[Data items]
--------------------------------------------------

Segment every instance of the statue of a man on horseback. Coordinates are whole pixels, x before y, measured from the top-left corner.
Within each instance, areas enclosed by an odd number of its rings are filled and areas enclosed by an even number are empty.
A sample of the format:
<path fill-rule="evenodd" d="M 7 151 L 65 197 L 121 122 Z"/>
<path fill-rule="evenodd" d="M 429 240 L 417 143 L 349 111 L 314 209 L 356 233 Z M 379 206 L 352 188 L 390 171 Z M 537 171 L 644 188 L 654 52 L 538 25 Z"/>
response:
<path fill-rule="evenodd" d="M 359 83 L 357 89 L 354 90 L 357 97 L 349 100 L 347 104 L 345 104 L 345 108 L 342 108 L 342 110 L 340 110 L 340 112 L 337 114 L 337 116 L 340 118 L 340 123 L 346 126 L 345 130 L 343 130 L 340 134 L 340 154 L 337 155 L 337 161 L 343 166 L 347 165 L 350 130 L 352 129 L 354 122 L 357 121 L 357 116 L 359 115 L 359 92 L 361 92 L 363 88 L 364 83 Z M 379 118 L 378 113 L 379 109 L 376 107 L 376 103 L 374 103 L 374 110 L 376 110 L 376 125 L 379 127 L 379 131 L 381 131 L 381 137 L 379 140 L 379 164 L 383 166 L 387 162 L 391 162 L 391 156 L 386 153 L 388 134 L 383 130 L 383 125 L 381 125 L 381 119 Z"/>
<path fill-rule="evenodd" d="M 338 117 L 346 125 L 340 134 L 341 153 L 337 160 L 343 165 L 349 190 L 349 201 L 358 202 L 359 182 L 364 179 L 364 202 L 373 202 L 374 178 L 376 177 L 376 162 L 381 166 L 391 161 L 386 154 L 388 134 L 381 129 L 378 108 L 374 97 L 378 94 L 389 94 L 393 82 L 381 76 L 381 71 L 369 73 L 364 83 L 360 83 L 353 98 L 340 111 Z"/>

--------------------------------------------------

Work order = Each line of the entries above that contains "instance" is to be copied.

Task answer =
Segment every instance of the statue of a man on horseback. Coordinates are whole pixels, x before y, measured from the top-left corner.
Within each instance, areas enclosed by an odd number of its rings are filled and areas enclosed by an even number are empty.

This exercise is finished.